**TRECHO DA PÁGINA**
/---

O colunista disse ter, ele mesmo, adotado “uma dieta de Trump”, impondo limites à quantidade de textos que escreve sobre o presidente. “Ele [Donald Trump] pode destruir uma geração de jornalistas, porque você pode acordar em quatro anos e perceber que não aprendeu nada”, afirmou a um grupo de repórteres depois.

Friedman, contudo, reconhece que os jornais aumentaram suas vendas após a eleição de Trumpo que impõe um dilema para a imprensa em geral. Segundo ele, os jornalistas sabem que suas reportagens serão mais clicadas e compartilhadas se o tema for o presidente. “Mas estamos tornando as pessoas estúpidas numa escala industrial”, diz.

A solução, para ele, no entanto, não é que o jornal assuma um papel de “resistência” contra o presidente —o que seria “realmente perigoso”.

“Não é exatamente como nós fomos criados. Nós cobrimos os dois lados”, diz. “Mas temos leitores e funcionários que questionam: ‘por que publicamos um artigo opinativo com esse conservador? Tínhamos de ser a resistência’.”

\---

**EXERCÍCIO PROPOSTO 1**
Segundo o colunista citado no trecho da página, por que Donald Trump pode destruir uma geração de jornalistas?
**EXERCÍCIO PROPOSTO 2**
Transcreva todas as falas do colunista que, no trecho da página, são introduzidas pelo verbo "diz".

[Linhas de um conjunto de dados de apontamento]
/---

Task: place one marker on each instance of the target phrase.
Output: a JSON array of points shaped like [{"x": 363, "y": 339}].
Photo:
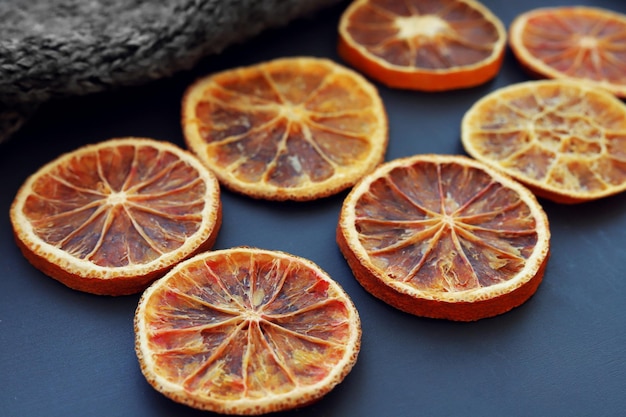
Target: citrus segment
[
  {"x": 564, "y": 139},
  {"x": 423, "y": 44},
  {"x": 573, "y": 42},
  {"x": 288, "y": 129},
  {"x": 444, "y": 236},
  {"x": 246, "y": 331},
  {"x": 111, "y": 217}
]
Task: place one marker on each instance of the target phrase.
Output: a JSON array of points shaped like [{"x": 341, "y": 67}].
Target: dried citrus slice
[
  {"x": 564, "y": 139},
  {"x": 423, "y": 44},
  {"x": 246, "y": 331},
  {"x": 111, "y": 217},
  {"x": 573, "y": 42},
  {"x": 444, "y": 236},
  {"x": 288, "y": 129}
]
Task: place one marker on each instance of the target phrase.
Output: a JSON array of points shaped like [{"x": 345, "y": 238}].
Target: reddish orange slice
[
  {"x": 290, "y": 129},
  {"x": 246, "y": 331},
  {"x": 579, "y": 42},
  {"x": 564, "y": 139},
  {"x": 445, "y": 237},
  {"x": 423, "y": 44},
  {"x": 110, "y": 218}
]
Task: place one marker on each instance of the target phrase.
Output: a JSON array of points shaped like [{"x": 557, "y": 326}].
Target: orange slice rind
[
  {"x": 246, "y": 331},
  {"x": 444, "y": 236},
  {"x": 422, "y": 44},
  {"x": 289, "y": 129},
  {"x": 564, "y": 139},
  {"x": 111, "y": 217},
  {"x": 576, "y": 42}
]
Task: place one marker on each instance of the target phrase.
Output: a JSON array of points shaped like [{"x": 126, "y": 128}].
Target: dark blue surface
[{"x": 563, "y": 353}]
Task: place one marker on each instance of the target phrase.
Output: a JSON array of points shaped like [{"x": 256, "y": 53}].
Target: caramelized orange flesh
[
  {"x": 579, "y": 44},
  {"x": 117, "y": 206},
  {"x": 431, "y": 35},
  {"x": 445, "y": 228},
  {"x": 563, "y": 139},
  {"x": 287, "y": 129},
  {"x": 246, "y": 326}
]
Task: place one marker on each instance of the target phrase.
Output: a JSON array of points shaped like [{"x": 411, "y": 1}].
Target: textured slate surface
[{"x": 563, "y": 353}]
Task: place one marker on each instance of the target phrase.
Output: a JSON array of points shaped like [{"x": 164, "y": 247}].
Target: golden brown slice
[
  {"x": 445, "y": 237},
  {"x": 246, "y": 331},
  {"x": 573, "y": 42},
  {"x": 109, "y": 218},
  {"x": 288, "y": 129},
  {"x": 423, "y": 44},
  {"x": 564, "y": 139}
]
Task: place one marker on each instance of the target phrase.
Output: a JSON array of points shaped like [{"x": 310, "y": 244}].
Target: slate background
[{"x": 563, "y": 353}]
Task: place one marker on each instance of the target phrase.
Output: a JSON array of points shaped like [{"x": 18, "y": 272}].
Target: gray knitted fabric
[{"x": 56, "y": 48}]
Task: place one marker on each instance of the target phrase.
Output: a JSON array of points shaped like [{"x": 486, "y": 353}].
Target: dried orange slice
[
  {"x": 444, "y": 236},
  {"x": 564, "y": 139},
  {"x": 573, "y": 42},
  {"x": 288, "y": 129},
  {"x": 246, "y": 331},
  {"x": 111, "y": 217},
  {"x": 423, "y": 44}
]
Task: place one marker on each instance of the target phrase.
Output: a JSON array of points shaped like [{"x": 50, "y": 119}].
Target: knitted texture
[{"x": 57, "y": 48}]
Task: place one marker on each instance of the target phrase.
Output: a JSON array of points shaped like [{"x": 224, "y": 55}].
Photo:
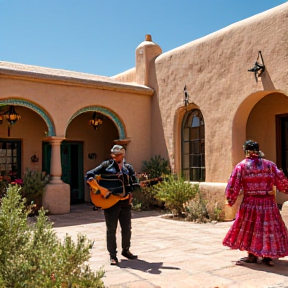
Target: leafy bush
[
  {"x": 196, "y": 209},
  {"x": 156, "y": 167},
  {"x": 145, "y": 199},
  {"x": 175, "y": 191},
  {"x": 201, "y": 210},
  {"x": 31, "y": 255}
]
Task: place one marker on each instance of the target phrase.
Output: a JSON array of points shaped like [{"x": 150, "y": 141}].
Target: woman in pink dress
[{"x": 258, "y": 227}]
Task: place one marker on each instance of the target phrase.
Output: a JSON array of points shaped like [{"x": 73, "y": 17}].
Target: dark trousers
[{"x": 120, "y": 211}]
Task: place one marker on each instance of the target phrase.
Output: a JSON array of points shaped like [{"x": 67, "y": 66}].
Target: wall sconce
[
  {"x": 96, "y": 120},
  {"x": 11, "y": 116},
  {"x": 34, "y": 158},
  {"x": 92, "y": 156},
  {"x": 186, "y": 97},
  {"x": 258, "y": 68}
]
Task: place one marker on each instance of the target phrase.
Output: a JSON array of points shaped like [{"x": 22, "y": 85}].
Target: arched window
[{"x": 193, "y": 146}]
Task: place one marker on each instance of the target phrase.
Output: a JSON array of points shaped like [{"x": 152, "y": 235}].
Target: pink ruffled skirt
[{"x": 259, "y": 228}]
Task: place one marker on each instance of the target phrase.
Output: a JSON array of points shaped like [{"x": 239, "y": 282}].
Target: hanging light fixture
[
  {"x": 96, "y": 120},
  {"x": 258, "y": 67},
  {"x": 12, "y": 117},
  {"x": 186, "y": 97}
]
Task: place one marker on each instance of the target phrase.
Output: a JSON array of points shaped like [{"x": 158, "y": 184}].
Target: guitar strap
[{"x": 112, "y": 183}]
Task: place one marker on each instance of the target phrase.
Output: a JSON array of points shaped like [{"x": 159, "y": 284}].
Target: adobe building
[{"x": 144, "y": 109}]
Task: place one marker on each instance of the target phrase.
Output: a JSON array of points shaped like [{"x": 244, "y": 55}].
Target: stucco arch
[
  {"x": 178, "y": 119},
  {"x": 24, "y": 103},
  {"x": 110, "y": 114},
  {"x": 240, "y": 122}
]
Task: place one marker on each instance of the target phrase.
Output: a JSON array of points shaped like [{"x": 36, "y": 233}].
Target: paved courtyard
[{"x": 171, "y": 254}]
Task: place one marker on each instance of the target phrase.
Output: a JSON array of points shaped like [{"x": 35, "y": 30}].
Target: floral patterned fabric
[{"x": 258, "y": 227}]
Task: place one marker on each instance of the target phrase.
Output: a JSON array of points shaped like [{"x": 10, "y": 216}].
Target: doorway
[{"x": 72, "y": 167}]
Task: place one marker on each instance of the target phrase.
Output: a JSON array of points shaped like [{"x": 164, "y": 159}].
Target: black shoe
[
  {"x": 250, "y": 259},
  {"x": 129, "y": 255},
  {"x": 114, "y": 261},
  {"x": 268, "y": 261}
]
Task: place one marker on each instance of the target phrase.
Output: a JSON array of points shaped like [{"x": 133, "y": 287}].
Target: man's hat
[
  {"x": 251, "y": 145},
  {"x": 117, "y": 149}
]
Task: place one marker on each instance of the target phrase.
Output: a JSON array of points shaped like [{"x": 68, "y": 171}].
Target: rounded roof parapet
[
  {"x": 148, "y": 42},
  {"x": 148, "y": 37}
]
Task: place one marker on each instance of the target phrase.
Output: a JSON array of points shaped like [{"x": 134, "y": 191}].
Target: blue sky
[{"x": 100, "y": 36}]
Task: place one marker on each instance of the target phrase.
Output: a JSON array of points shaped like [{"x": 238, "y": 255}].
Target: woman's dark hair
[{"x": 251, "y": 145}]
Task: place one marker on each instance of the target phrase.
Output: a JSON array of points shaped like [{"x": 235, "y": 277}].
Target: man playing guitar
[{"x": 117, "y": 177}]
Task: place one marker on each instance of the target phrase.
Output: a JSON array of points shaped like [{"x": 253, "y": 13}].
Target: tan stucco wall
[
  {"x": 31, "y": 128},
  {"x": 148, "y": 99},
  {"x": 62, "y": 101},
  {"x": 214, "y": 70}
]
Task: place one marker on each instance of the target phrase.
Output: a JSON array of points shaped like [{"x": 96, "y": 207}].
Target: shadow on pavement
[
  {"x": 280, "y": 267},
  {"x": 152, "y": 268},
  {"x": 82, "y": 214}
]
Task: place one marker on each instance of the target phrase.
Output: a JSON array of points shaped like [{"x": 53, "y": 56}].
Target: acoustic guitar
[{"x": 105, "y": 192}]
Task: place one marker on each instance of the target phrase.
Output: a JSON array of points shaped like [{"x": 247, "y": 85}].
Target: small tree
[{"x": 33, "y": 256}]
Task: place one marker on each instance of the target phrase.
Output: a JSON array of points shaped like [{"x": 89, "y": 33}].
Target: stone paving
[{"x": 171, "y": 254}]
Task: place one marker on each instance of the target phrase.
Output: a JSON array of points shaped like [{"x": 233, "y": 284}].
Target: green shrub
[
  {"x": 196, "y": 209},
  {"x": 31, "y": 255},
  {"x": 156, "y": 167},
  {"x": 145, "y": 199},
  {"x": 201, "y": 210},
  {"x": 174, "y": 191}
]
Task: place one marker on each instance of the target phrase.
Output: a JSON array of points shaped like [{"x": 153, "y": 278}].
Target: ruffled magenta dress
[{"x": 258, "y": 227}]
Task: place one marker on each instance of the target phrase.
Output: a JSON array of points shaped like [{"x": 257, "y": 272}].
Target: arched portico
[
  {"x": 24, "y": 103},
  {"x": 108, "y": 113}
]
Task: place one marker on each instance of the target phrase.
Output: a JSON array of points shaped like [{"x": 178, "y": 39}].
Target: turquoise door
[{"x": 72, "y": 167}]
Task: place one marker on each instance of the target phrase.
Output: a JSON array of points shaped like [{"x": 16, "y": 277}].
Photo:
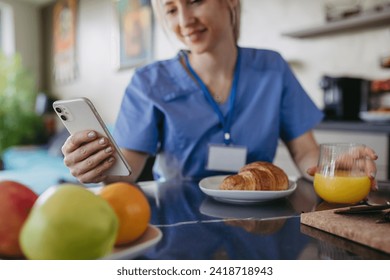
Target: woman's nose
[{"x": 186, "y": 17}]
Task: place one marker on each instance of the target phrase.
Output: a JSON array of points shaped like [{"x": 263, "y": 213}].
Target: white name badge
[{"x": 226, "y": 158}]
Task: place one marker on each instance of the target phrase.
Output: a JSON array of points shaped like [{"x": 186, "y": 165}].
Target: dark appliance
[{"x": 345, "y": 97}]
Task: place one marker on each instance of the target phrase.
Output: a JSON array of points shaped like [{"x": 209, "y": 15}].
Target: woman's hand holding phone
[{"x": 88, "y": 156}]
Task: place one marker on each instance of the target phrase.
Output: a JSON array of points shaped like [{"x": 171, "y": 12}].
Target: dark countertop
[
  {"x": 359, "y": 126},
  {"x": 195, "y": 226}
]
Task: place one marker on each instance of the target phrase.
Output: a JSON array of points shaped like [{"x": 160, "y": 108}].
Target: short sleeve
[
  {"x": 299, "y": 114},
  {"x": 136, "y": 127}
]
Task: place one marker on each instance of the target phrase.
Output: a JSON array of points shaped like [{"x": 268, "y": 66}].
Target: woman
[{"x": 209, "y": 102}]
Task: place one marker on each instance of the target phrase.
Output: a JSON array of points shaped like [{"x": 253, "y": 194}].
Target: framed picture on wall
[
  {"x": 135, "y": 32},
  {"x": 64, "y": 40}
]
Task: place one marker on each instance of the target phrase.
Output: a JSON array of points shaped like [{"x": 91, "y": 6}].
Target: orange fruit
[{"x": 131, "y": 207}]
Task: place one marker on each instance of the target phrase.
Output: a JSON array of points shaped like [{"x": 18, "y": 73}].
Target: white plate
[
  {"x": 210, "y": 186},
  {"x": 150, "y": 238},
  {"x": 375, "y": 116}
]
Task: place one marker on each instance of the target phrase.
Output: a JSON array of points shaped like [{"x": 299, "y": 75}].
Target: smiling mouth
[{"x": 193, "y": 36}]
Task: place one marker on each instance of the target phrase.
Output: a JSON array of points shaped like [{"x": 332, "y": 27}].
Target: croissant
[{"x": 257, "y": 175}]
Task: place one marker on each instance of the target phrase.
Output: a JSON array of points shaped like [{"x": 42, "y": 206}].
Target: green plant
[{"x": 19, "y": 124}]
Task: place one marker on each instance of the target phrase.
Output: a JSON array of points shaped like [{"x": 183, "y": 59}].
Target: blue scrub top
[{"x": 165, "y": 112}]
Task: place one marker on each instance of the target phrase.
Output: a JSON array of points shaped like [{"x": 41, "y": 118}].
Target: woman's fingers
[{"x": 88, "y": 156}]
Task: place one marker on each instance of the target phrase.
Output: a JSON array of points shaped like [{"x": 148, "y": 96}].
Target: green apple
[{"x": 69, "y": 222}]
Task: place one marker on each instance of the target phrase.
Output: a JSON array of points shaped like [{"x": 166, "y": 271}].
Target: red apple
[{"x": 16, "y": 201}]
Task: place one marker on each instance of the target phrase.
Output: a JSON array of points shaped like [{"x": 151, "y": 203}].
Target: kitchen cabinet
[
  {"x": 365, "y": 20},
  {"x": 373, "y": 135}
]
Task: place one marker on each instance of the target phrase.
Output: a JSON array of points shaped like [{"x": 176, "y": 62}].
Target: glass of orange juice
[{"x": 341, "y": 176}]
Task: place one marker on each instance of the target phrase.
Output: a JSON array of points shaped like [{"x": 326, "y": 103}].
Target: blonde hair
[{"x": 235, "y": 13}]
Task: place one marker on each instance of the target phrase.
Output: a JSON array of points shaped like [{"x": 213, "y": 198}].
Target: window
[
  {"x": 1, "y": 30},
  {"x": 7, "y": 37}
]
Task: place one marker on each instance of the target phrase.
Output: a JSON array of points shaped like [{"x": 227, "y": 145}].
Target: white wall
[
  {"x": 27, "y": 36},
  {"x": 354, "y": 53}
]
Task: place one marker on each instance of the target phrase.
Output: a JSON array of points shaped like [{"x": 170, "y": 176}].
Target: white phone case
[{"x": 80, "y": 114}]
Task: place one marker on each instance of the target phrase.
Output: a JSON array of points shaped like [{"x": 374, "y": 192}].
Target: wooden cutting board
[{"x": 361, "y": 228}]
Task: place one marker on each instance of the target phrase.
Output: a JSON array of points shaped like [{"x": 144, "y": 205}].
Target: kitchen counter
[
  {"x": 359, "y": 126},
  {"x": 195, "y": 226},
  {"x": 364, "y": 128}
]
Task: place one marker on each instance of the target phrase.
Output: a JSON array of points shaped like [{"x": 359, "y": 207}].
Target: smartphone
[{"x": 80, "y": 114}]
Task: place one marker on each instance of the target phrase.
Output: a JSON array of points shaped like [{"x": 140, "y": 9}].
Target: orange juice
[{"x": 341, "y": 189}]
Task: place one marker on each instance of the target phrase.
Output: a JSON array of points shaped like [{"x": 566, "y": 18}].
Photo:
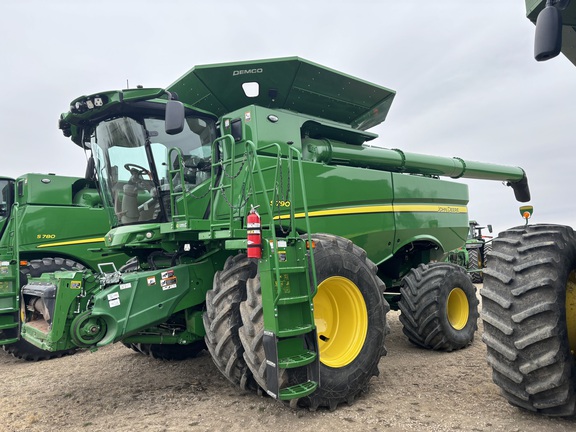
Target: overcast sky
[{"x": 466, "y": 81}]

\---

**RESPOSTA COMPLETA 1**
Porque o jornalista pode acordar dentro de quatro anos e perceber que não aprendeu nada.

**RESPOSTA COMPLETA 2**
1. “Mas estamos tornando as pessoas estúpidas numa escala industrial”
2. “Não é exatamente como nós fomos criados. Nós cobrimos os dois lados”
3. “Mas temos leitores e funcionários que questionam: ‘por que publicamos um artigo opinativo com esse conservador? Tínhamos de ser a resistência’.”